**BAGIAN TEKS**.
● ● ●

Kondisi kesehatan Presiden Palestina Mahmoud Abbas yang ditengarai menurun, membuat transisi kepemimpinan menjadi keniscayaan. Beberapa nama calon mencuat, salah satunya adalah Hussein Al Sheikh.
Oleh
MAHDI MUHAMMAD
·4 menit baca
Di tengah masalah eksternal terutama dengan Israel, seperti masalah di Masjid Al Aqsa, pengusiran warga Palestina dari rumah mereka, dan pembangunan pemukiman warga Yahudi yang makin memanas, persoalan transisi kepemimpinan di Palestina kini tengah mendapat sorotan luas. Kondisi kesehatan dan fisik Presiden Palestina Mahmoud Abbas yang dikabarkan kurang baik, memunculkan tanda tanya besar siapa yang akan menjadi pengganti Abbas. Mahmoud Abbas telah memimpin Palestina sejak wafatnya Yasser Arafat, tahun 2004.
Memanasnya suasana di internal Palestina tidak terlepas dari keputusan Abbas menunjuk Hussein AL Sheikh sebagai Sekretaris Jenderal Komite Eksekutif Organisasi Pembebasan Palestina (PLO) pada akhir Mei kemarin. Sementara, menurut anggaran dasar dan anggaran rumah tangga PLO, pejabat Sekjen Komite Eksekutif PLO dipilih melalui pemilihan.
Penunjukkan Sheikh secara langsung membuat spekulasi berkembang bahwa Abbas tengah mempersiapkan penggantinya untuk jabatan puncak. Ia tidak hanya menyiapkan pengganti untuk memimpin PLO, namun juga untuk menjadi Presiden Palestina. Apalagi pada saat yang sama, penundaan pemilihan umum Palestina belakangan diketahui diusulkan oleh AL Sheikh.
Abbas sendiri, telah berkuasa lebih dari 20 tahun, juga dikritik karena tidak mengadakan pemilihan sejak berkuasa. Dia dinilai telah mengabaikan keinginan rakyat Palestina.
Diana Buttu, seorang pengacara Palestina yang pernah menjadi penasihat Otoritas Palestina mengatakan, pilihan untuk tidak mengadakan pemilihan umum adalah karena Abbas percaya bahwa masa depan rakyat Palestina terikat padanya sebagai individu. Dia juga dikelilingi oleh loyalis yang tidak akan menentangnya selama memimpin Palestina.

● ● ●

**KUMPULAN DATA**.
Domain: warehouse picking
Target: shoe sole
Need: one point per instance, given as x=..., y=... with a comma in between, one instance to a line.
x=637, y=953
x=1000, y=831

● ● ●

**TUGAS**.
Jawablah pertanyaan berikut berdasarkan artikel tentang transisi kepemimpinan Palestina di atas.
1. Jabatan apa yang diberikan Abbas kepada Hussein Al Sheikh pada akhir Mei?
2. Siapa yang belakangan diketahui mengusulkan penundaan pemilihan umum Palestina?
3. Apa profesi Diana Buttu menurut artikel tersebut?

**JAWABAN**.
1. Sekretaris Jenderal Komite Eksekutif Organisasi Pembebasan Palestina (PLO).
2. Hussein Al Sheikh.
3. Pengacara Palestina yang pernah menjadi penasihat Otoritas Palestina.